▶ _Problem details_: Rewrite all of the material below, putting "one point per instance" wherever "one per instance" appears and leaving everything else unchanged.

(Extracted data entries)
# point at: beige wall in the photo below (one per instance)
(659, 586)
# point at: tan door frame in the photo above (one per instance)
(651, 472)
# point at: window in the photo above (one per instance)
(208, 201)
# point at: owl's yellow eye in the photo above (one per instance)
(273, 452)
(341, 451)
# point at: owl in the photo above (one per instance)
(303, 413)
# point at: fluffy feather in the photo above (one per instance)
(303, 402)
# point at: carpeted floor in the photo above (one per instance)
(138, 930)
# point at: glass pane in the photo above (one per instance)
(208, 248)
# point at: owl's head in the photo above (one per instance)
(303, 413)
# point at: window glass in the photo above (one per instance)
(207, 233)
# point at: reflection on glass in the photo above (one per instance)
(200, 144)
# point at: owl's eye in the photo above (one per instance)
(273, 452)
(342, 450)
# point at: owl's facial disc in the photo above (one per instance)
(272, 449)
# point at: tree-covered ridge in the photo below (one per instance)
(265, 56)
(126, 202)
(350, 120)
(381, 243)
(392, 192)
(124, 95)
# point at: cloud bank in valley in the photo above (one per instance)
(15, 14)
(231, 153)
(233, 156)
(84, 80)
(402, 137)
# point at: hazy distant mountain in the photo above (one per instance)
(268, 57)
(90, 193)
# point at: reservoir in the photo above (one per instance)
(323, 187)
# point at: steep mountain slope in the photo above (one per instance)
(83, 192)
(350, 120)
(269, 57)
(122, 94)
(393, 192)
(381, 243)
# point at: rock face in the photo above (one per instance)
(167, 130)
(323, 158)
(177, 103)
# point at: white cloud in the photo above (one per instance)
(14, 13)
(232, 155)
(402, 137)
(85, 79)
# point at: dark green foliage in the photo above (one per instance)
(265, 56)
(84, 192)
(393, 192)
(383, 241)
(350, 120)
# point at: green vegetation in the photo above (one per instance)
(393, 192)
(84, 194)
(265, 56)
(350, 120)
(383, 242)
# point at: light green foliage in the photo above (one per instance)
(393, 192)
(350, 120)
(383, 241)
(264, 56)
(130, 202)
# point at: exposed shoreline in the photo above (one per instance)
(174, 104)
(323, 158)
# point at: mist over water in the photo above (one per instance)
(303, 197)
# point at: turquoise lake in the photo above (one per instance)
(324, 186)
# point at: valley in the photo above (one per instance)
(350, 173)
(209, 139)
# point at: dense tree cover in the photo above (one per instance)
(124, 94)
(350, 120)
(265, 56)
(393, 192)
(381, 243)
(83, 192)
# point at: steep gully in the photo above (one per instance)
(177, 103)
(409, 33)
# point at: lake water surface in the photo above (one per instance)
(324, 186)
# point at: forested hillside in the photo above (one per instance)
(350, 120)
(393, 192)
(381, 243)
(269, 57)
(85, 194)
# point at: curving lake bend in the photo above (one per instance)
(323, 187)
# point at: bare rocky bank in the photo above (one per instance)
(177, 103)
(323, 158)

▶ _Reply to the task_:
# point at: beige wall in the photo below (one point per instance)
(659, 586)
# point at: tan door frame in the photo above (one point per instance)
(651, 472)
# point at: window in the photo above (one point per instance)
(208, 201)
# point at: owl's yellow eye in the photo above (one point per instance)
(273, 452)
(341, 451)
# point at: owl in the photo above (one point per instance)
(303, 413)
# point at: fluffy feather in the photo above (one point per instance)
(303, 402)
# point at: carpeted floor in the photo above (one point per instance)
(138, 930)
# point at: glass pane in the photo above (one point per instance)
(208, 248)
# point at: owl's head in the photo above (one point per instance)
(303, 413)
# point at: window glass in the photo above (one point per instance)
(207, 233)
# point at: reflection on glass in the photo above (one point per instance)
(200, 144)
# point at: owl's eye in the photo above (one point per instance)
(273, 452)
(342, 450)
# point at: owl's facial disc in the photo above (one point per instance)
(272, 449)
# point at: tree-covered ridge in the photo below (one point per instance)
(265, 56)
(126, 202)
(350, 120)
(381, 243)
(392, 192)
(124, 95)
# point at: cloud bank in valley in the photo above (one point per instance)
(15, 14)
(231, 153)
(233, 156)
(84, 80)
(402, 137)
# point at: hazy distant mountain in the photo above (one point per instance)
(268, 57)
(90, 193)
# point at: reservoir in the photo above (one point per instance)
(323, 187)
# point at: steep mountain slope in the photo above (one point per instance)
(83, 192)
(350, 120)
(269, 57)
(122, 94)
(393, 192)
(381, 243)
# point at: rock face in the photo above (one point per instance)
(167, 130)
(323, 158)
(177, 103)
# point at: white cloud in the photo above (one point per instance)
(14, 13)
(232, 155)
(402, 137)
(85, 79)
# point at: dark green foliage in the photo above (one point per instance)
(265, 56)
(84, 192)
(393, 192)
(383, 241)
(350, 120)
# point at: green vegetation in the photo above (one point per instance)
(393, 192)
(84, 194)
(265, 56)
(350, 120)
(383, 242)
# point at: light green foliage in the photo above (one point per instance)
(393, 192)
(350, 120)
(383, 241)
(264, 56)
(130, 202)
# point at: exposed shoreline in the photo above (one point per instance)
(174, 104)
(323, 158)
# point at: mist over water in the photo above (one point per instance)
(303, 197)
# point at: turquoise lake in the photo above (one point per instance)
(324, 186)
# point at: valley in the photo above (one point per instance)
(350, 173)
(209, 139)
# point at: dense tree cover in the photo above (one point per instance)
(124, 94)
(350, 120)
(265, 56)
(393, 192)
(381, 243)
(83, 192)
# point at: steep gully in the photo above (one point per instance)
(177, 103)
(409, 33)
# point at: lake water surface in the photo above (one point per instance)
(324, 186)
# point at: forested hillside in the photo above (one point per instance)
(350, 120)
(393, 192)
(381, 243)
(269, 57)
(85, 194)
# point at: curving lake bend in the photo above (one point per instance)
(323, 187)
# point at: bare rocky bank in the photo above (one point per instance)
(177, 103)
(323, 158)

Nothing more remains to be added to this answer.